▶ _Text extract_
>> start

Not easy through the fence, is it?
Which brings up the Hell's Kitchen Neighborhood Association, the holder of the lease to the Bird Park, and the response to a reader's comment that I wrote and then was eaten by blogger. I'll give it another try.
By the way guys, come on, how about some names, even some fake names, so I can get to know you and call you something besides Anonymous. How hard can it be to get a name on the comment form? Actually now that I think about it, it took Eleanor weeks to make it work. At any rate, one of the Anonymouses or Anonymoi wrote,
Who runs the neighborhood association? Sounds like they need to be booted out at an election. Tell me they are elected... Well, yes and no. According to my understanding, anyone who lives within the boundaries of Hell's Kitchen may join the newly made non-profit, Hell's Kitchen Neighborhood Association. They may come to the general meetings and speak about any concerns they have...In theory.
At the last meeting, the timing of which was unfortunate as I had to be in Wisconsin putting my Mom in a nursing home, my 15 year-old daughter, who is very sweet, if I do say so myself, attempted to speak about the progress the Bird Park had been making within the community and ask about the mystery of the locked gate. According to report, she was interrupted, talked over, and lectured at, to the point that she sat down and wept for the rest of the meeting. So much for the power of the general membership and the community.

>> end

▶ _Recorded data_
>> start

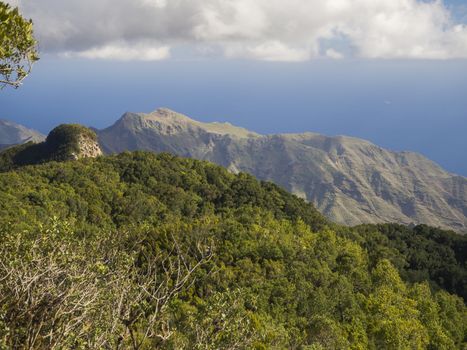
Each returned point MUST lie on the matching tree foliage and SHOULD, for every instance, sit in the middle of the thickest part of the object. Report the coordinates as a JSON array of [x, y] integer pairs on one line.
[[18, 48], [147, 251]]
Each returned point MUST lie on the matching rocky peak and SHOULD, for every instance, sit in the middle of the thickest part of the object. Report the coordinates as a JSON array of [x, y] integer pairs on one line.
[[72, 141]]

>> end

▶ _Task list_
a. In the Bird Park blog post, who holds the lease to the Bird Park?
b. The Bird Park blog post describes how the writer's daughter was treated when she tried to speak at the last meeting. List each of those ways.
c. Carry the Bird Park blog post forward from its final sentence, keeping the same voice.

▶ _Answers provided_
a. The Hell's Kitchen Neighborhood Association.

b. She was interrupted, talked over, and lectured at.

c.
Now I'm sure the organization has done some good things. They fought the Westside Stadium and they're trying to get some relief for the neighborhood's intense traffic problems. Those are good things.
But when it comes down to it, decisions by the Association are made by The Board, in board meetings behind closed doors.
And sometimes the community doesn't even know what the issues are that the board is making decisions about or exactly why. The locked gate is a case in point.
As to being elected, yes, board members are elected to the board...By the other members of the already existing board. Which I would tend to think that as we're all human we elect people who we like and tend to agree with us or at the very least that such a structure may cause a certain feeling of insulation from the consequences of their decision making. Hence, no feeling that it was a duty or even a courtesy to give an official reason as to why the Bird Park was suddenly .......closed.
Now certain people have let out a rumor now and again about the big WHY. The first was that the neighbor who owns the adjacent building needed the bird park to be locked up because he was doing some construction on his building. When asked if that was the reason it was closed, he replied, "NO, I've always said the park could be cared for even if I did have construction to do. Hey. I'm locked out too."
Hmm.
Then a volunteer was told that the park needed to be "redesigned" into a community garden and if anyone would like to present a design to the board they were welcome to do so. When the volunteer said, "Aren't we from the community? Isn't it ALREADY a garden." The answer was receding footsteps.
Which is what brought up the question as to why nature might need a "redesign". Hasn't this gotten us in trouble in the past? Why the urge to whack great branches off a mature tree? Why the need to have tight control, to manicure, to cordon off little plots, when all the things nature does are there for a reason- for the good of the ecosystem.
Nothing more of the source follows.